Top of Reading text

# Tips on how to get the best response to your threads ...



## Shaun (4 Oct 2017)

If you think about search engines when composing your thread, you will almost certainly get more people to read it.

*Tip 1 - Compose the title with Google in mind and use KEY words related to your post*

Don’t assume that your audience is limited to readers of CycleChat.

Many people arrive at CycleChat because one of our threads appears in their Google search results. Your thread title is important because:

it contains the text which matches their search query and
it's the big text they see in the search results - the text they click on
Here is an example.

Say you want to start a discussion about the difference between two Specialized Crosstrail bikes, the Elite and Disc models.

This thread in _Bikes and Buying Advice - What Bike?_ forum has the title *Please can you tell me the difference between the following two bikes...*

And if people search for
*Please can you tell me the difference between the following two bikes...*
Then this thread is shown on the first page of Google’s results.

Bottom of Reading text

- _What is needed_
Pick up the forum post on titling threads for search engines right after its final sentence and keep it going.

Top of The data

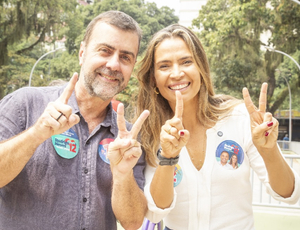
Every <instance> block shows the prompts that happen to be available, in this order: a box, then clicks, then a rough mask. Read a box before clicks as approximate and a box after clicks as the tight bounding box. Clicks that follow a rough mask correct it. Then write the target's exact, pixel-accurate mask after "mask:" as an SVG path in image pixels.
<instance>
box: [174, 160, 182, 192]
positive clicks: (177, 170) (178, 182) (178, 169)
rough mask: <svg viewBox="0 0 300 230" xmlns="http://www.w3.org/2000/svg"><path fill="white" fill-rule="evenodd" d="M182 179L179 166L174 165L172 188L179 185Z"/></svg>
mask: <svg viewBox="0 0 300 230" xmlns="http://www.w3.org/2000/svg"><path fill="white" fill-rule="evenodd" d="M182 177H183V173H182V169H181V167H180V166H179V164H176V165H175V169H174V187H176V186H177V185H179V184H180V182H181V180H182Z"/></svg>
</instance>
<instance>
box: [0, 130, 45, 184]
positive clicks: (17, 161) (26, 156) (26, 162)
mask: <svg viewBox="0 0 300 230" xmlns="http://www.w3.org/2000/svg"><path fill="white" fill-rule="evenodd" d="M42 142H43V141H42V140H39V139H38V138H37V137H36V135H35V134H34V132H33V130H32V129H31V128H29V129H28V130H26V131H24V132H22V133H20V134H18V135H17V136H14V137H12V138H10V139H8V140H6V141H3V142H1V143H0V188H2V187H3V186H5V185H7V184H8V183H9V182H11V181H12V180H13V179H14V178H15V177H16V176H17V175H18V174H19V173H20V172H21V171H22V170H23V168H24V167H25V165H26V164H27V162H28V161H29V159H30V158H31V157H32V155H33V153H34V152H35V150H36V148H37V147H38V146H39V145H40V144H41V143H42Z"/></svg>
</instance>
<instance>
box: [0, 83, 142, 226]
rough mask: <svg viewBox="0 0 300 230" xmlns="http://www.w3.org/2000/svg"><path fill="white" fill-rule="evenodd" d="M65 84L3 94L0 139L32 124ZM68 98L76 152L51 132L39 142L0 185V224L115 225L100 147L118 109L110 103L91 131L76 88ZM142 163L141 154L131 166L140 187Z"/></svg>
mask: <svg viewBox="0 0 300 230" xmlns="http://www.w3.org/2000/svg"><path fill="white" fill-rule="evenodd" d="M64 87H65V86H64ZM64 87H57V86H55V87H37V88H22V89H20V90H17V91H15V92H14V93H12V94H10V95H8V96H6V97H5V98H3V99H2V100H1V101H0V141H2V140H6V139H8V138H10V137H12V136H15V135H17V134H18V133H20V132H22V131H24V130H26V129H28V128H29V127H31V126H32V125H33V124H34V123H35V122H36V121H37V119H38V118H39V116H40V115H41V114H42V113H43V111H44V109H45V107H46V106H47V104H48V103H49V102H50V101H55V100H56V99H57V98H58V97H59V96H60V94H61V93H62V91H63V89H64ZM68 104H69V105H70V106H71V107H72V109H73V113H76V114H78V115H79V116H80V122H79V123H78V124H76V125H75V126H74V127H72V130H73V131H74V132H75V133H76V134H77V136H78V139H79V148H78V153H77V155H76V156H75V157H74V158H71V159H66V158H63V157H61V156H60V155H59V154H57V152H56V149H55V146H54V144H53V142H52V139H51V138H49V139H48V140H46V141H45V142H44V143H42V144H41V145H40V146H39V147H38V148H37V149H36V151H35V153H34V155H33V156H32V157H31V159H30V160H29V161H28V163H27V164H26V166H25V168H24V169H23V170H22V172H21V173H20V174H19V175H18V176H17V177H16V178H15V179H14V180H13V181H11V182H10V183H9V184H8V185H6V186H5V187H3V188H1V189H0V229H9V230H20V229H30V230H33V229H34V230H38V229H42V230H48V229H49V230H50V229H51V230H54V229H55V230H56V229H63V230H74V229H86V230H94V229H99V230H104V229H107V230H114V229H117V226H116V218H115V216H114V213H113V211H112V206H111V191H112V174H111V170H110V165H109V163H107V162H105V161H104V160H102V158H101V157H100V152H101V151H99V149H100V148H99V145H101V143H103V140H104V142H105V140H111V139H115V138H116V137H117V134H118V127H117V123H116V113H115V112H114V111H113V110H112V107H111V105H110V106H109V107H108V111H107V115H106V118H105V120H104V121H103V122H102V123H101V124H99V125H98V126H97V127H96V128H95V129H94V130H93V132H92V133H91V134H89V129H88V125H87V123H86V122H85V120H84V118H83V117H82V116H81V115H80V111H79V108H78V105H77V102H76V98H75V95H74V93H73V95H72V96H71V98H70V100H69V102H68ZM127 127H128V128H129V129H130V127H131V125H130V124H129V123H127ZM100 142H101V143H100ZM104 149H105V148H104ZM102 151H103V148H102ZM144 167H145V160H144V154H143V155H142V157H141V158H140V159H139V161H138V163H137V165H136V166H135V168H134V176H135V179H136V181H137V184H138V185H139V187H140V188H141V189H143V187H144V175H143V171H144Z"/></svg>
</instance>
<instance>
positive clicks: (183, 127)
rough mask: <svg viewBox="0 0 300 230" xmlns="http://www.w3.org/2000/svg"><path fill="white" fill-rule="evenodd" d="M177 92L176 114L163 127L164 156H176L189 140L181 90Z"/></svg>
mask: <svg viewBox="0 0 300 230" xmlns="http://www.w3.org/2000/svg"><path fill="white" fill-rule="evenodd" d="M175 94H176V106H175V115H174V117H173V118H172V119H170V120H167V121H166V123H165V124H164V125H163V126H162V127H161V132H160V144H161V147H162V150H163V153H162V154H163V156H164V157H167V158H174V157H176V156H178V154H179V153H180V150H181V149H182V147H183V146H185V145H186V144H187V142H188V140H189V137H190V133H189V131H188V130H185V129H184V127H183V124H182V114H183V99H182V95H181V93H180V92H179V91H176V92H175Z"/></svg>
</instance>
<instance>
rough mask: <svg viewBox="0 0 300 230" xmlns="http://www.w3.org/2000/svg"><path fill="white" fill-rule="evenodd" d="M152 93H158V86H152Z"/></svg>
mask: <svg viewBox="0 0 300 230" xmlns="http://www.w3.org/2000/svg"><path fill="white" fill-rule="evenodd" d="M154 93H156V94H159V91H158V88H157V87H156V86H155V87H154Z"/></svg>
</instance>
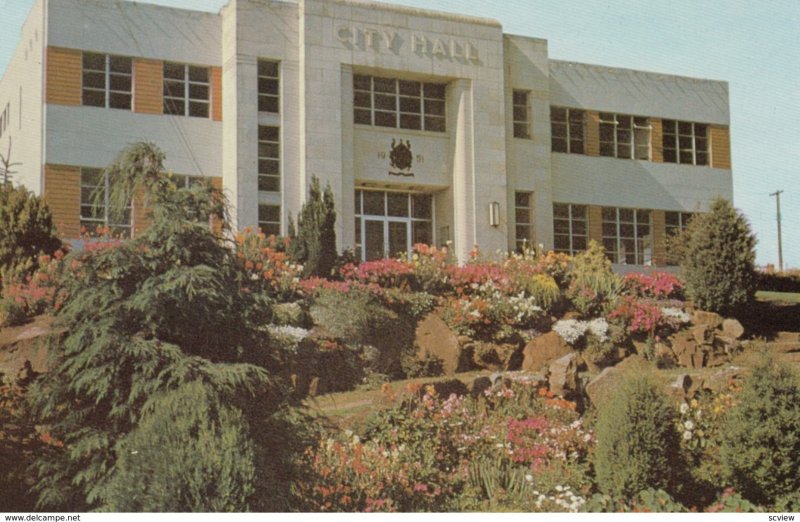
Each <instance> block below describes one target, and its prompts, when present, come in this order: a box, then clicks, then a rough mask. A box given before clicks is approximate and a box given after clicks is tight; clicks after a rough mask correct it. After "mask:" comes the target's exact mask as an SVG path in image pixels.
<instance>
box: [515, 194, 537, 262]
mask: <svg viewBox="0 0 800 522" xmlns="http://www.w3.org/2000/svg"><path fill="white" fill-rule="evenodd" d="M514 221H515V227H516V236H515V238H516V245H517V252H524V251H526V250H531V249H532V248H533V193H531V192H515V193H514Z"/></svg>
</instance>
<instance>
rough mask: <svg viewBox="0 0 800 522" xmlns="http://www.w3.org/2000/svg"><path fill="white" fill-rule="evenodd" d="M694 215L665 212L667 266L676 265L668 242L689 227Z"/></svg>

Bottom of The data

- _Answer to this task_
But the thread is about Specialized bikes and wanting feedback for two different models, and someone searching on Google is more more likely to use those key words to find what they want, for example:

*Specialized Crosstrail Elite vs Specialized Crosstrail Disc 2017*

And if you do that search the CycleChat thread isn't in the results.

So think about adding KEY words and phrases to your thread titles that people will naturally search for when looking on Google. Think about how you would search Google, and use that as part of your thread title.

Further examples:

Any good?




*Specialized Allez DSW SL Sprint Comp 2017 Road Bike - Any good?*





Hotel




*Any experience of taking your bike into a hotel? Being told no on Health and Safety grounds*





Panniers




*Panniers for rear rack for commute to and from work in all weathers. Any recommendations?*





-----------

*Tip 2 - Don’t assume the forum title will be included in your thread title*

There may be a temptation to assume that a discussion about cycling around Anglesey in the _Touring and Adventure Cycling _forum will not require the word ‘Touring’ in the title. But when viewed on Google, the forum title is not shown. So if you want the relevant people (those interest in bike touring) to find your thread, then include _Touring_ in the title, like so: *Touring* around *Anglesey* in a day - can it be done?

-----------

*Tip 3 - Try to avoid spelling mistakes*

Incorrectly spelled words will reduce the likelihood that people will find your thread.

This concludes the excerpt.